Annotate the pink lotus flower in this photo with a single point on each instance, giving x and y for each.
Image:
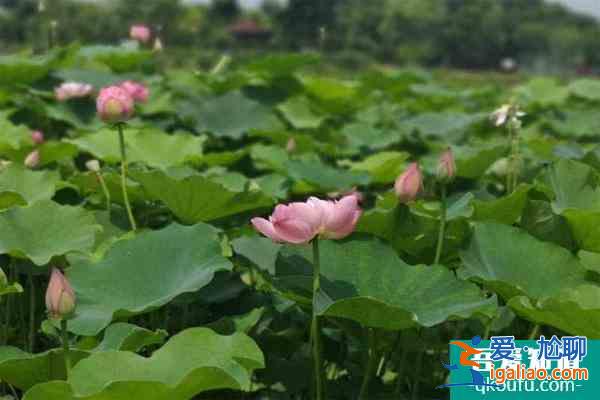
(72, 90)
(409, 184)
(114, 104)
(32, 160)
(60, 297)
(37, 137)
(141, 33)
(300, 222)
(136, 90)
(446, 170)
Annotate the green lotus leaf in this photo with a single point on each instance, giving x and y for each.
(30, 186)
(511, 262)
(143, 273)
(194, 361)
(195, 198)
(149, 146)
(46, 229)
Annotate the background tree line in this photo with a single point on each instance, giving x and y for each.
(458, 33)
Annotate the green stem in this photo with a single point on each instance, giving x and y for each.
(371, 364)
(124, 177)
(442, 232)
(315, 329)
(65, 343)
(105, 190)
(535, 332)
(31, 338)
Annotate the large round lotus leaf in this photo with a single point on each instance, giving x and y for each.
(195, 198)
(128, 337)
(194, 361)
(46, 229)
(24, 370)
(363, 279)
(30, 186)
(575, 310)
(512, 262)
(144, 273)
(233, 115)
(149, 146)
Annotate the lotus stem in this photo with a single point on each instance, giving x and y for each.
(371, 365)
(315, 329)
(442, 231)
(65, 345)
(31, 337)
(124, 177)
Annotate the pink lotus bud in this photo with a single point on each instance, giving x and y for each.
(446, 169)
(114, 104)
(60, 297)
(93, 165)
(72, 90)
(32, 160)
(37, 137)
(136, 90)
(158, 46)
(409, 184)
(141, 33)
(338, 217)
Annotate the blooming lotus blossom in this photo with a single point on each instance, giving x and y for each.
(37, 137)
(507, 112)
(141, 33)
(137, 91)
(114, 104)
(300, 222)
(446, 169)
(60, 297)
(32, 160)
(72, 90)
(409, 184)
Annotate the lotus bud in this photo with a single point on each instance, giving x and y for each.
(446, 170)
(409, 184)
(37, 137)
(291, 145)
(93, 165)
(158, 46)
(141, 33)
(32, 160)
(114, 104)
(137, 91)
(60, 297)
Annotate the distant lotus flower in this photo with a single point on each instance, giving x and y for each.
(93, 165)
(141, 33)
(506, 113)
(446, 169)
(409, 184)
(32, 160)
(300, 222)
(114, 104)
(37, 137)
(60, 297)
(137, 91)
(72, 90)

━━━

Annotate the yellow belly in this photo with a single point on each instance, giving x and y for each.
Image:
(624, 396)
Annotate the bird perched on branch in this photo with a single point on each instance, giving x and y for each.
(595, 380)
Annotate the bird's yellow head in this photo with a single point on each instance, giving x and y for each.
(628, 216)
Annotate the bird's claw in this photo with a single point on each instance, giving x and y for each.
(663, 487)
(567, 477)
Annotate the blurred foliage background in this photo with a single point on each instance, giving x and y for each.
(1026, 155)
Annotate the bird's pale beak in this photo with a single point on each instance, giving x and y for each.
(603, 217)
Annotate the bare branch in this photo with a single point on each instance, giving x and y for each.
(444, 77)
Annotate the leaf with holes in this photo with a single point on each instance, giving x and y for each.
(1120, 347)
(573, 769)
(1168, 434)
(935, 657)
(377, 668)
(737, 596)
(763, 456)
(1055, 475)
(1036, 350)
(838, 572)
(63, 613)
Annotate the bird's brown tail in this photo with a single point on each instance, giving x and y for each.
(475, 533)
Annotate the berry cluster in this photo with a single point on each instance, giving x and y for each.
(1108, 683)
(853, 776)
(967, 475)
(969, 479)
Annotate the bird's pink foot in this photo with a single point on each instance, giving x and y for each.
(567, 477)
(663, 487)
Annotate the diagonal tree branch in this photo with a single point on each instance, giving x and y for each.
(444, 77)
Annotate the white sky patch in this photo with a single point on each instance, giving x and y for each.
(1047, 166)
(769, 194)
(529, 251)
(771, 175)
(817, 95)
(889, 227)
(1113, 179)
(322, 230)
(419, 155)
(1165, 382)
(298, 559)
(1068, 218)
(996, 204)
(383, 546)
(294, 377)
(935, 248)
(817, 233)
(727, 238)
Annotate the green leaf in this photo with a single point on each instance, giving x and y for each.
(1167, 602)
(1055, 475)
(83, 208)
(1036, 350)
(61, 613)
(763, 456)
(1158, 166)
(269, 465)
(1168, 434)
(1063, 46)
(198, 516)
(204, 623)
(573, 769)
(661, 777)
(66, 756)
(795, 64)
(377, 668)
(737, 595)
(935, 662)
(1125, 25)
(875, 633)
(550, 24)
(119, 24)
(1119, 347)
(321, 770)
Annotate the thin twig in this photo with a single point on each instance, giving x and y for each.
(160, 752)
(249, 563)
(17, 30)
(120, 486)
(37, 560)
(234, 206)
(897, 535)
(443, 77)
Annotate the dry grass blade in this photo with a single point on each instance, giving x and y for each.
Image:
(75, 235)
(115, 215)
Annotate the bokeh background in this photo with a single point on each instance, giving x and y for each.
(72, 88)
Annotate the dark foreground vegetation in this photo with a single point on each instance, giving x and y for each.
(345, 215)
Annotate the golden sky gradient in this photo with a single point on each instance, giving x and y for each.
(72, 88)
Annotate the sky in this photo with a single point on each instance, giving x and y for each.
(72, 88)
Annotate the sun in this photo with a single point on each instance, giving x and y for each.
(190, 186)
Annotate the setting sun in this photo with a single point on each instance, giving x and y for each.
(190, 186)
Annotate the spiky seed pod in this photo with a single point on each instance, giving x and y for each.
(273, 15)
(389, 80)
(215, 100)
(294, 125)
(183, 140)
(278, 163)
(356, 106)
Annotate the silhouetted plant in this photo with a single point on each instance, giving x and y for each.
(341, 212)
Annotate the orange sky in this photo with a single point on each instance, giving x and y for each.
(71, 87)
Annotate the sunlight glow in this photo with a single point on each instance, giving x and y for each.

━━━

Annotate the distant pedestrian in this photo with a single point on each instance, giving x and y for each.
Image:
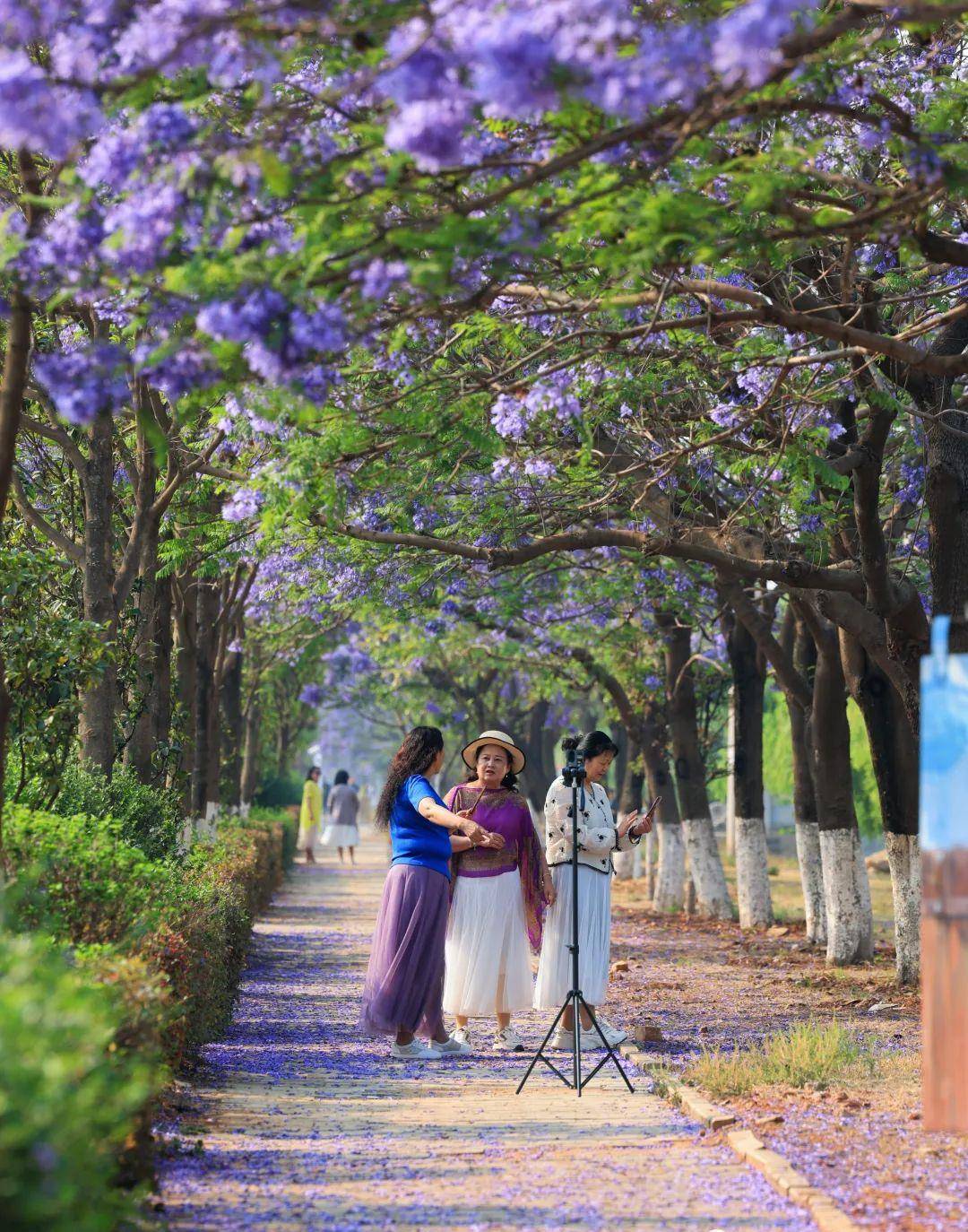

━━━

■ Work to complete
Add -105 to every coordinate in the answers and write out the stretch of items from the line containing "Annotate the orange" through the line containing "Annotate the sunlight", keeping the requests as well.

■ Written answer
Annotate the orange sky in this photo with a single point on each instance, giving x and y for each.
(-34, -18)
Annotate the sunlight glow in this photo with a single point on each instance, giving x and y for each.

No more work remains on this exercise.